ACTIVITY
Your answer must be every line of the data that holds the string "shirt".

---------- DATA FOR ANALYSIS ----------

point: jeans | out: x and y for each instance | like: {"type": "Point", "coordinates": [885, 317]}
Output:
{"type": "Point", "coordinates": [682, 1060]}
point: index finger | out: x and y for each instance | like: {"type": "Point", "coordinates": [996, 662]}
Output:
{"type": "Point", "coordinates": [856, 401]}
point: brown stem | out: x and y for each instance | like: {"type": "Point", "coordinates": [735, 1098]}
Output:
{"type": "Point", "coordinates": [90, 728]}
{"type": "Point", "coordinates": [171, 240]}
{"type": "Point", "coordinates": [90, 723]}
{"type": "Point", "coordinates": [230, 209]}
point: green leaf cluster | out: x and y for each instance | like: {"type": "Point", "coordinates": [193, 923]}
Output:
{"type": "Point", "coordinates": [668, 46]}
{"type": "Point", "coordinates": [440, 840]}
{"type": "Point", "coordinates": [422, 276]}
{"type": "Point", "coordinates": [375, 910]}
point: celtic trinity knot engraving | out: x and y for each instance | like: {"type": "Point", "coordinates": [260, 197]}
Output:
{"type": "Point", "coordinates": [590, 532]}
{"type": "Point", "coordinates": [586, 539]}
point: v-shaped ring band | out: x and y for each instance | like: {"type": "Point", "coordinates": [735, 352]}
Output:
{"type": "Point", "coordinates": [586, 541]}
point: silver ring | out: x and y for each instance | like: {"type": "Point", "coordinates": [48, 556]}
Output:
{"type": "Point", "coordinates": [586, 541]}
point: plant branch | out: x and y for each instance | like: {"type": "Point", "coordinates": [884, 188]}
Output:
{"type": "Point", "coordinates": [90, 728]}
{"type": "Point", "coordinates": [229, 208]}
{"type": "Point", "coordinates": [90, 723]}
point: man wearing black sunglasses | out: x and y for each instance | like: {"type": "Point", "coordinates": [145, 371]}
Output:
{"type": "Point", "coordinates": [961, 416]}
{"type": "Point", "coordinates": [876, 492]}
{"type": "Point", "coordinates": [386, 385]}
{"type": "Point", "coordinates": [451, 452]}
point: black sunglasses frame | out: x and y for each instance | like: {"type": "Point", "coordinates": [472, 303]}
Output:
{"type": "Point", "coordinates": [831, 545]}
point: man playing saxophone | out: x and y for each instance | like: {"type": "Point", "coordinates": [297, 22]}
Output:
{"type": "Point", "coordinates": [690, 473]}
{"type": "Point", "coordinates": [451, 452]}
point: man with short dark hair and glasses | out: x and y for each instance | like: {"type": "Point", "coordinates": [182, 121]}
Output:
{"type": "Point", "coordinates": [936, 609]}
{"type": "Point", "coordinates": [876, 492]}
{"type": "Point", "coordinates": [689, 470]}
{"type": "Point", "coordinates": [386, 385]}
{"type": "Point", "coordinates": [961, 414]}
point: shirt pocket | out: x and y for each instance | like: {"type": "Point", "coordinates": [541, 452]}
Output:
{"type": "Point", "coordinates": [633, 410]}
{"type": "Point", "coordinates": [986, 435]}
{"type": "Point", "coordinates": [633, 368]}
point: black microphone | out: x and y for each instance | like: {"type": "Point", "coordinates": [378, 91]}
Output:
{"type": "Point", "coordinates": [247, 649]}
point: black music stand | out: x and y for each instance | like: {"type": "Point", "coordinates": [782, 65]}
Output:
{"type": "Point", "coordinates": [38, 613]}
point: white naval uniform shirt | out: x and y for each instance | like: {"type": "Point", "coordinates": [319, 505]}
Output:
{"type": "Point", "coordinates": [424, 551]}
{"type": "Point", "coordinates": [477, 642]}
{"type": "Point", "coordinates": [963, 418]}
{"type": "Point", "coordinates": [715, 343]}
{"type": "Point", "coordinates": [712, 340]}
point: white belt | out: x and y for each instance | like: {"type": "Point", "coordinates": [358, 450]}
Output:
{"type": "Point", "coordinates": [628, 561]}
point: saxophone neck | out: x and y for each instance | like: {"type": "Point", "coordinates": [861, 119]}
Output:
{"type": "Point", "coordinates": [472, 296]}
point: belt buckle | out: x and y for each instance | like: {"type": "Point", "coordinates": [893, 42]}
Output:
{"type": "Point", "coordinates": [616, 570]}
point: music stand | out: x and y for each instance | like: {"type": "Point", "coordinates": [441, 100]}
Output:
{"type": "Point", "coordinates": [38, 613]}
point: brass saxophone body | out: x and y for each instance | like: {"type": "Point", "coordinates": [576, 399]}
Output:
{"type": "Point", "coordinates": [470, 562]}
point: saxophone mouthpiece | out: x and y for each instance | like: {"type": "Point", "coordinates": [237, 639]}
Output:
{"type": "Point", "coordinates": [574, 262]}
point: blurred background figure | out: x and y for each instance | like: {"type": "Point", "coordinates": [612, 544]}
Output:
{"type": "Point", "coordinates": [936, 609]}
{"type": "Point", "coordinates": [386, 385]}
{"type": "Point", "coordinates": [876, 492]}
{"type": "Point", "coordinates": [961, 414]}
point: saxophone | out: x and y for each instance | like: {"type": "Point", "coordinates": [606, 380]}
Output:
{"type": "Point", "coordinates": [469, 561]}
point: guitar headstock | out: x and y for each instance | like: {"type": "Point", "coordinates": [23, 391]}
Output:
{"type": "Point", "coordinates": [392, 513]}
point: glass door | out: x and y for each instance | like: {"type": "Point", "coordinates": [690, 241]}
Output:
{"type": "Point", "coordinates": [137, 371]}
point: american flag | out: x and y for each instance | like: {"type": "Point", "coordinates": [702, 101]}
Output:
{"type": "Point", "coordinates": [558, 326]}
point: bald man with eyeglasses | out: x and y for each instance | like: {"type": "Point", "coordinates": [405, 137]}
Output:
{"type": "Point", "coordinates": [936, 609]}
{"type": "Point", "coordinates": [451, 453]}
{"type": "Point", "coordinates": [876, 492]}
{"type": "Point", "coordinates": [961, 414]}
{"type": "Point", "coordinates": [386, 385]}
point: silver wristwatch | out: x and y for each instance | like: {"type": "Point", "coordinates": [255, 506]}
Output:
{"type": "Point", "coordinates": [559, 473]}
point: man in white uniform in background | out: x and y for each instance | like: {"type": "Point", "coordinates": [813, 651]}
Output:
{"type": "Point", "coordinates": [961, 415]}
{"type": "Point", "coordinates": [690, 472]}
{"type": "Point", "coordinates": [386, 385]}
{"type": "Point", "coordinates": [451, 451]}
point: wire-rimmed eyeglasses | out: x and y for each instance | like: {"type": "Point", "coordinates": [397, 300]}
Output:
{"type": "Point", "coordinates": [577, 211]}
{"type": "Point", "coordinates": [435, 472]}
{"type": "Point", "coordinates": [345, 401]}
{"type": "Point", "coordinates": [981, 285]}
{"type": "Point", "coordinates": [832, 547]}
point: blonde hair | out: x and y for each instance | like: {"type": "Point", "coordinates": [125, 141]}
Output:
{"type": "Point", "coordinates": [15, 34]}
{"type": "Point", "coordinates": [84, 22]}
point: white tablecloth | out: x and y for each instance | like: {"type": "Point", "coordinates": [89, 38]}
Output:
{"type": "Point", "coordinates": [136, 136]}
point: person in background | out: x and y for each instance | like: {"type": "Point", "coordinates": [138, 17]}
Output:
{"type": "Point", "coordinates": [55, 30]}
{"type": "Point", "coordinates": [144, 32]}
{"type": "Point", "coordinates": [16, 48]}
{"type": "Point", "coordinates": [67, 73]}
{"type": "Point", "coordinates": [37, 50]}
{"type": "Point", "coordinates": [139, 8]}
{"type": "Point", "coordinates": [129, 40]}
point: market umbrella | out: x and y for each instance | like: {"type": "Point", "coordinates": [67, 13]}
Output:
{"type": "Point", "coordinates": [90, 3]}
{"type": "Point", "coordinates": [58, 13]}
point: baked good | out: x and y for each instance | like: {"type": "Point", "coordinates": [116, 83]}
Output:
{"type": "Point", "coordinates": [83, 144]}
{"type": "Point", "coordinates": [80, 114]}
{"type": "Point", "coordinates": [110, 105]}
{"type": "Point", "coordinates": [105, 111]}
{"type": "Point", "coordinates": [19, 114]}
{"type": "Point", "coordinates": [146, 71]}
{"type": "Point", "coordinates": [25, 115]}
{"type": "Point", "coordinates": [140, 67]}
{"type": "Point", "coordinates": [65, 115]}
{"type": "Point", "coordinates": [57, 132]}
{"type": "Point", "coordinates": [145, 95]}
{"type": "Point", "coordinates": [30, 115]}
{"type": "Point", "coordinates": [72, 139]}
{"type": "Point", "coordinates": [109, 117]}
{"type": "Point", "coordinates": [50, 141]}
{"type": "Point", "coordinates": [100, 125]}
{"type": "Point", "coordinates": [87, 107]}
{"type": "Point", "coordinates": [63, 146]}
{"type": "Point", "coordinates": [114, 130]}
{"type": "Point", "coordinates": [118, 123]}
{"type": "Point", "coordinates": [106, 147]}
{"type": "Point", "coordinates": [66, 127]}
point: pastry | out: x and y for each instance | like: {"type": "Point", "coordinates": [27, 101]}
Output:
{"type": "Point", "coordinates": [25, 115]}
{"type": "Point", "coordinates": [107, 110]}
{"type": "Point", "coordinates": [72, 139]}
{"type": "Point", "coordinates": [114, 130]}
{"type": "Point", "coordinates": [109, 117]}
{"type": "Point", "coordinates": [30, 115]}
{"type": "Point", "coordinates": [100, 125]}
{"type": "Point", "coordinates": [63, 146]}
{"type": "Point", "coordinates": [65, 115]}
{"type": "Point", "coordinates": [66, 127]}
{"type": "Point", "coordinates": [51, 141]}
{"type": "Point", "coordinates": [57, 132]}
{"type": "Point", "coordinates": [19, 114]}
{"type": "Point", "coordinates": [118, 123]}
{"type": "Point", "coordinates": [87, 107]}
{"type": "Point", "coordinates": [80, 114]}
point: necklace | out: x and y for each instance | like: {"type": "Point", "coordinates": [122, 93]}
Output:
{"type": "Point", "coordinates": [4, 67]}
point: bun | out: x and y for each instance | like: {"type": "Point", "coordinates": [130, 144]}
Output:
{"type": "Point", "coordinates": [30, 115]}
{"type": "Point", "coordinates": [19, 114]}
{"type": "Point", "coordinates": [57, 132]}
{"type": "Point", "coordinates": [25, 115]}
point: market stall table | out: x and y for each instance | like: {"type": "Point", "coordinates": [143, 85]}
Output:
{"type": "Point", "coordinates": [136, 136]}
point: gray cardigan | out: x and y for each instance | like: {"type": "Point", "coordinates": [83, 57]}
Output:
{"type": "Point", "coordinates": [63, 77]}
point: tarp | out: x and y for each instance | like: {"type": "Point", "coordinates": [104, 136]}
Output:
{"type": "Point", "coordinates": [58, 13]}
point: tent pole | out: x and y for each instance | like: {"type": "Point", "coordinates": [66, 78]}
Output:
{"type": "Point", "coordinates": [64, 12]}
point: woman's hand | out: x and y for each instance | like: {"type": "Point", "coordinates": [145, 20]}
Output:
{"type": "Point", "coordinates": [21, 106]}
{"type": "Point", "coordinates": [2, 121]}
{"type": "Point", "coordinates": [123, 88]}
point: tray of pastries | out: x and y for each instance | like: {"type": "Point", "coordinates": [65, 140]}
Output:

----------

ANSWER BELOW
point: shirt pocket | out: x and y for each instance | like: {"type": "Point", "coordinates": [541, 452]}
point: white naval uniform shirt | out: x and y for each instance | like: {"type": "Point", "coordinates": [319, 505]}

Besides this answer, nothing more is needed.